(Stored data entries)
•••
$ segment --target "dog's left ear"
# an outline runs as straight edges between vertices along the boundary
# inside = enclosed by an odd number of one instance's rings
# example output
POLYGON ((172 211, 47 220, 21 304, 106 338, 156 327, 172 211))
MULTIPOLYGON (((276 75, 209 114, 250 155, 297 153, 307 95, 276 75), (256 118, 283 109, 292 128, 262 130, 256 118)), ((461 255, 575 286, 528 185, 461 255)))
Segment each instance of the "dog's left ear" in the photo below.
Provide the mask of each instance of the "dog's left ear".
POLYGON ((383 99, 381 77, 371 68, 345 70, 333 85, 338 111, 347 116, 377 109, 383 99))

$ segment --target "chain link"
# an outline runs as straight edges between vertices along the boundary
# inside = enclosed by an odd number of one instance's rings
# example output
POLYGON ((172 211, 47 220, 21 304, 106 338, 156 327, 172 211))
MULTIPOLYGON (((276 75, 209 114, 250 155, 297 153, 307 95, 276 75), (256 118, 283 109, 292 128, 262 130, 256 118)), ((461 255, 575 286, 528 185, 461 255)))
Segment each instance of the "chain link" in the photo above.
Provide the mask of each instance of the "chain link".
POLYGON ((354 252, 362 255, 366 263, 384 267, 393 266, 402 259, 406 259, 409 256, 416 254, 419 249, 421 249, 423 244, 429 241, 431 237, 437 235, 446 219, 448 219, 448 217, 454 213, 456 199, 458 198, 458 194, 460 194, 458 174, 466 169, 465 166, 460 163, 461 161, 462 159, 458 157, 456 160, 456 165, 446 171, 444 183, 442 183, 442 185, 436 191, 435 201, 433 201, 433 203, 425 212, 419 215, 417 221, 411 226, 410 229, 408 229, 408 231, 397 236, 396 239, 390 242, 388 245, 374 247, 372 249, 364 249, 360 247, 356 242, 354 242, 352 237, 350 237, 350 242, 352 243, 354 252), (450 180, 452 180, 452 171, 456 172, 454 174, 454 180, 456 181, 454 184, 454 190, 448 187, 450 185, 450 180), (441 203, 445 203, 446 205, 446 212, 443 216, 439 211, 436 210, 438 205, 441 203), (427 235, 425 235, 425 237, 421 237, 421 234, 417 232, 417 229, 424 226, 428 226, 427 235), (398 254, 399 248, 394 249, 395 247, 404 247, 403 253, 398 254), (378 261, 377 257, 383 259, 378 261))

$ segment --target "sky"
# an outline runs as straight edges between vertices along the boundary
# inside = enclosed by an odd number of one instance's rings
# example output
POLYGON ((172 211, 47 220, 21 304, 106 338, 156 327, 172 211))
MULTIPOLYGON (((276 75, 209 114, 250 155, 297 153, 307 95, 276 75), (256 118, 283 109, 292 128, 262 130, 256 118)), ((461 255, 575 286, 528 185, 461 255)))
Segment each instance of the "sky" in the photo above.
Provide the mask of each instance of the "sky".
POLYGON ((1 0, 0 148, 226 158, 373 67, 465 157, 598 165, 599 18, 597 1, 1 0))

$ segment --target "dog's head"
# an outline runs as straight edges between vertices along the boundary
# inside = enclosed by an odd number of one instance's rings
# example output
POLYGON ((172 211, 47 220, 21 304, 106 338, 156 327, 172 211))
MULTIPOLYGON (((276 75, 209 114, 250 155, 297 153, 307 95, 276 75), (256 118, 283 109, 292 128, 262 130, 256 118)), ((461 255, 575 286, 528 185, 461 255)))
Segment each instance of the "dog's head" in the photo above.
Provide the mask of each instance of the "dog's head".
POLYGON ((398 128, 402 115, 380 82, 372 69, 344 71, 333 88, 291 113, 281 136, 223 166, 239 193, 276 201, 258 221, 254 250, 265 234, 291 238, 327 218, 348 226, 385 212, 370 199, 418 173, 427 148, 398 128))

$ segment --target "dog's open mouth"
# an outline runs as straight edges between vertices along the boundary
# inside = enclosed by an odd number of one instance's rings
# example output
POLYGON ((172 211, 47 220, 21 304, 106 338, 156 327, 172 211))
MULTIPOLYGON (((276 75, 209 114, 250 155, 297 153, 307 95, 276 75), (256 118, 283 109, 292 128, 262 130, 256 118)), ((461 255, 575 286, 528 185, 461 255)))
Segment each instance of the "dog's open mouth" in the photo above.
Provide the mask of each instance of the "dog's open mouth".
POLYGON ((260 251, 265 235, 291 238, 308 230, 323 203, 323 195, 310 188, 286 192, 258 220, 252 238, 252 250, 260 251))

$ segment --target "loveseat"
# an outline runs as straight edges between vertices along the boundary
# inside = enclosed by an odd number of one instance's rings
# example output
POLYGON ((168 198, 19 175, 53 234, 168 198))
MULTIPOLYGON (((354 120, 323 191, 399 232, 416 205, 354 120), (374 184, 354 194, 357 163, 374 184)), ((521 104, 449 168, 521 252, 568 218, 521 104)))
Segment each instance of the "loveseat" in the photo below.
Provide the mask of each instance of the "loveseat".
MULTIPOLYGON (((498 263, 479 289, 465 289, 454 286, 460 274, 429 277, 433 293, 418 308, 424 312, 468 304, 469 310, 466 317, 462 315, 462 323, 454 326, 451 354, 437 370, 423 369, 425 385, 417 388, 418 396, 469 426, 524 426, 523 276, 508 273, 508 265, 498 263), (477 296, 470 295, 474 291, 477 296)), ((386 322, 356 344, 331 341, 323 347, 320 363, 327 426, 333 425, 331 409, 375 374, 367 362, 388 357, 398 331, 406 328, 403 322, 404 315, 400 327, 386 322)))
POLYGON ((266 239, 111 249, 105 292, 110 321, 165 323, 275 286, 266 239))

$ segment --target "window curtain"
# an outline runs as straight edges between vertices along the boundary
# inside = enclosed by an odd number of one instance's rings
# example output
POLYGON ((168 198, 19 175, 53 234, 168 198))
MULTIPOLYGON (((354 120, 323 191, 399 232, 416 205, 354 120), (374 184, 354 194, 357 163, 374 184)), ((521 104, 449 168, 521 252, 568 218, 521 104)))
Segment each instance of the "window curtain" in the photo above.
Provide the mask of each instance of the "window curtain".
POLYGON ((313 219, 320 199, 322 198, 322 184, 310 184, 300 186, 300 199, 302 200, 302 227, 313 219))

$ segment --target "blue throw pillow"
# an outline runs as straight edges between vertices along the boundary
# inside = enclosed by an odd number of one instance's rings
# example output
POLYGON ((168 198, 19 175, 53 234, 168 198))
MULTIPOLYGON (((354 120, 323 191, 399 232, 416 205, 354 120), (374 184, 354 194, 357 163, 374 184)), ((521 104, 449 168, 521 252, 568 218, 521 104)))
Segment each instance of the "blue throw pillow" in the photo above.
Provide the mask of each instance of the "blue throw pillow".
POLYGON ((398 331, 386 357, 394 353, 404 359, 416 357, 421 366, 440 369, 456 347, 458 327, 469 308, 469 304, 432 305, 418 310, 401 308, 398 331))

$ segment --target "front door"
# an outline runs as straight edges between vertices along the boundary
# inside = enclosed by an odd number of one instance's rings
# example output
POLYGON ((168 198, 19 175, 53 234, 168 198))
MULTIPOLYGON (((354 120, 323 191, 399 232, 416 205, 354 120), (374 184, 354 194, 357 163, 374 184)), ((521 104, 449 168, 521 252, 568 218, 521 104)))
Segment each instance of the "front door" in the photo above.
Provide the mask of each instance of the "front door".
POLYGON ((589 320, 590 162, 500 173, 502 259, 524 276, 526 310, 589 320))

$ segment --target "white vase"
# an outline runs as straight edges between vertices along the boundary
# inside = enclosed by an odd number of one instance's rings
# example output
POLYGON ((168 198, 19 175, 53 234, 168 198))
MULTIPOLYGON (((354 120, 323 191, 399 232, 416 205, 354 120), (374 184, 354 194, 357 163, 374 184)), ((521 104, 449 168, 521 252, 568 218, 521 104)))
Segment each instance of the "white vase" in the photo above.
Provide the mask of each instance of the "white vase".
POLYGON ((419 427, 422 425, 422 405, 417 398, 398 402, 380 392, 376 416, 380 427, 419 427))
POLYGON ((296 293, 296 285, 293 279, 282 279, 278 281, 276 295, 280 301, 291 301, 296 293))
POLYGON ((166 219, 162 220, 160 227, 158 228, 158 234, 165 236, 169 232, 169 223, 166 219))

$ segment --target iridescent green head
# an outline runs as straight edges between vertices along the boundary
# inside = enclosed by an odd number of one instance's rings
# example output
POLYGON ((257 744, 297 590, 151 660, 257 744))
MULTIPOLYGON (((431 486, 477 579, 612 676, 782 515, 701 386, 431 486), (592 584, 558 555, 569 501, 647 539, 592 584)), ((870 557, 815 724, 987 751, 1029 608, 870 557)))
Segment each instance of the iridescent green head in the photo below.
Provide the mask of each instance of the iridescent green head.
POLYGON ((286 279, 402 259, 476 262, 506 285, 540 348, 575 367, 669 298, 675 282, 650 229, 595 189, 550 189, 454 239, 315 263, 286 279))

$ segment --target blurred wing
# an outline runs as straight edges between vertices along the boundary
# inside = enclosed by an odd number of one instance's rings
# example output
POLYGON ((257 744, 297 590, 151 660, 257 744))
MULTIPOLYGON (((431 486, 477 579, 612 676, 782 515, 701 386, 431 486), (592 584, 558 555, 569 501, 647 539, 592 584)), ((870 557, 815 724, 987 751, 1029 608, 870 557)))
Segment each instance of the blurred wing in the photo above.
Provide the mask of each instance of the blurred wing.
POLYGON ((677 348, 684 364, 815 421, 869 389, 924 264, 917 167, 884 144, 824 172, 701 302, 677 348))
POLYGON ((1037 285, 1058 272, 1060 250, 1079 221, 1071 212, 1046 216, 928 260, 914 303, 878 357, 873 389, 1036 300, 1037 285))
•••
▸ Task: The required output is every line from the one with "Provide the mask of each instance of the iridescent" to the final line of the entries, repeated exactly and with nothing else.

▸ Result for this exercise:
Provide the mask of each instance of the iridescent green head.
POLYGON ((286 279, 402 259, 476 262, 506 285, 540 348, 575 367, 669 298, 675 282, 650 229, 595 189, 550 189, 454 239, 315 263, 286 279))

$ segment --target blurred wing
# an outline runs as straight edges between vertices along the boundary
# inside = enclosed by an odd number of one instance's rings
# example output
POLYGON ((257 744, 297 590, 151 660, 257 744))
MULTIPOLYGON (((431 486, 477 579, 612 676, 782 515, 701 386, 431 486), (592 584, 558 555, 569 501, 647 539, 592 584)), ((870 557, 815 724, 987 751, 1029 608, 870 557)))
Segment each instance of the blurred wing in the photo above.
Provide the mask of each instance of the blurred wing.
POLYGON ((677 348, 684 364, 815 421, 869 389, 924 264, 917 167, 884 144, 824 172, 701 302, 677 348))
POLYGON ((1037 285, 1058 272, 1060 250, 1079 221, 1071 212, 1046 216, 928 260, 914 303, 878 357, 873 389, 1036 300, 1037 285))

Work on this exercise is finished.